Extracted records ->
## start

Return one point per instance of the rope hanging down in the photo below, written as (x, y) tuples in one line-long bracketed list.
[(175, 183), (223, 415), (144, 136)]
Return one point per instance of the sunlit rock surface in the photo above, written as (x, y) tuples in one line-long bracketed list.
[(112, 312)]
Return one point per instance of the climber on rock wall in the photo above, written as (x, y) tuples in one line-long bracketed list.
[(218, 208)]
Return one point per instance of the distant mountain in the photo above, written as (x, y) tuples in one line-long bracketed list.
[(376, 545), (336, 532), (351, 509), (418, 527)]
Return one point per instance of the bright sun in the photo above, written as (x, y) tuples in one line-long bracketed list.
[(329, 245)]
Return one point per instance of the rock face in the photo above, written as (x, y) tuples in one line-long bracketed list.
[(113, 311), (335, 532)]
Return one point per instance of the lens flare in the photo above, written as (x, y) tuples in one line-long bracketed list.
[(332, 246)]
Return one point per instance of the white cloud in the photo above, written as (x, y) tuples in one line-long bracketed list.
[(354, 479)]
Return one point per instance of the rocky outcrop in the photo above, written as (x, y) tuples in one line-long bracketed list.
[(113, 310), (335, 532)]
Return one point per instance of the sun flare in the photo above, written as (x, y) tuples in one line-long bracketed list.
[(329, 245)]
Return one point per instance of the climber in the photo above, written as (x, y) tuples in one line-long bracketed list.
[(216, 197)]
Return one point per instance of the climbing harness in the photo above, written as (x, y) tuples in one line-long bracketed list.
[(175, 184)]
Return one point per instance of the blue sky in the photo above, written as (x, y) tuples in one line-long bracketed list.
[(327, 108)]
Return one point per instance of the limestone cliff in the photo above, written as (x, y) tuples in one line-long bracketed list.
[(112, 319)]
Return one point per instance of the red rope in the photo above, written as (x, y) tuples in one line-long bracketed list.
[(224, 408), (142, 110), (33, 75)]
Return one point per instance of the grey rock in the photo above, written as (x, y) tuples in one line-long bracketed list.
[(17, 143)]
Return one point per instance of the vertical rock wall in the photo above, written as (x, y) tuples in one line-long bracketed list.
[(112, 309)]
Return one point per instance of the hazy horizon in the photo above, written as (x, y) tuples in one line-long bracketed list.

## end

Problem -> Extract all of the lines above verbatim, keeping their order and leaving none out.

Task response ->
Return one point per instance of the rope hanging down in the photo below, written as (x, y) tuples in one line-long bracketed list.
[(175, 183), (223, 415), (144, 136)]
Return one point per instance of the sunlit rock surface in the photo above, written as (x, y) tuples in one line-long bracketed list.
[(112, 312)]
Return one point per instance of the climber on rock wall in the photo above, written as (x, y) tuples in one line-long bracketed list.
[(218, 208)]
Return one point per instance of the distant mountain in the photo above, written as (x, y) tuples in one line-long bracketed list.
[(376, 545), (336, 532), (351, 509), (418, 527)]
Return one point per instance of the bright sun in the photo above, written as (x, y) tuples in one line-long bracketed list.
[(329, 245)]
Return one point per instance of the rock face in the photo above, written as (x, y) tuples in one line-long bracketed list.
[(113, 311), (335, 532)]
Return one point per instance of the lens flare in the photo above, written as (x, y) tuples in one line-long bracketed list.
[(332, 246)]
Return one point per instance of the white cloud in the photo above, written as (x, y) tuples in one line-long bracketed list.
[(354, 479)]
Return one point per instance of the rocky outcrop in the photo above, written as (x, y) tuples in one line-long bracketed list.
[(113, 310), (335, 532)]
Return one point per instance of the sun flare in the photo above, written as (x, y) tuples in one line-long bracketed list.
[(329, 245)]
Return one point per instance of the climber in the photo above, written as (x, y) tuples in one line-long bracketed list.
[(216, 197)]
Return one point per instance of the climbing harness in the photo above, written as (x, y) tuples in one line-long bracketed list.
[(175, 184)]
Return one point per instance of the blue sky in the photo above, written as (x, y) tuples in one line-long bracketed list.
[(327, 108)]
Return one point per instance of the limestone cliff in the photo above, written as (x, y) tuples in one line-long bracketed list.
[(112, 319)]
Return one point per instance of the red rope in the photo above, written as (x, y) tuples in one line-long bracketed list.
[(224, 408), (142, 110), (33, 75)]
Return one point per instance of the grey rock in the photo above, written as (x, y) tuples in one line-long bracketed list.
[(17, 143)]
Return one point per instance of the vertical rock wall in the photo above, written as (x, y) tuples in one line-long bracketed list.
[(112, 309)]
Return one point per instance of the hazy horizon in the photo above, written as (x, y) tuples in one line-long bracketed list.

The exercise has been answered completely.